───── Dataset ─────

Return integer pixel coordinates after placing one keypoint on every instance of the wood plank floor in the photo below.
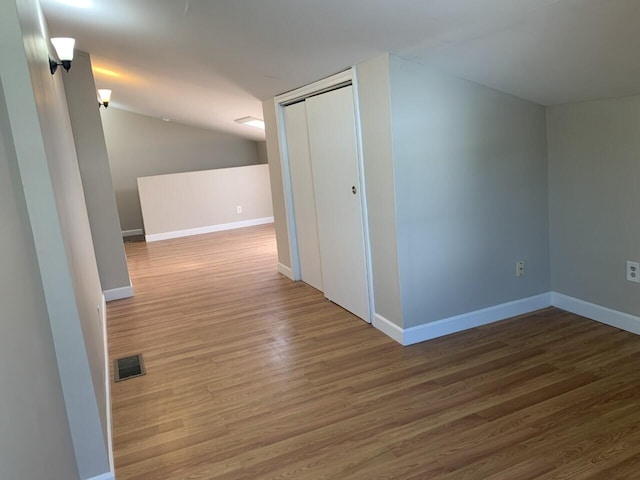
(251, 376)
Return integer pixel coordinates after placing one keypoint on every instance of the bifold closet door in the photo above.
(334, 161)
(304, 203)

─────

Can you reproduce every record above word for word, leaving out the pictures?

Task response:
Return integer pixel coordinates after placing one keypoint on every instance of the wood plank floor in the photo below.
(251, 376)
Return integer pixel coordinates after placing one keypoint on every instance of the bifold closet door in the photo above.
(334, 161)
(304, 203)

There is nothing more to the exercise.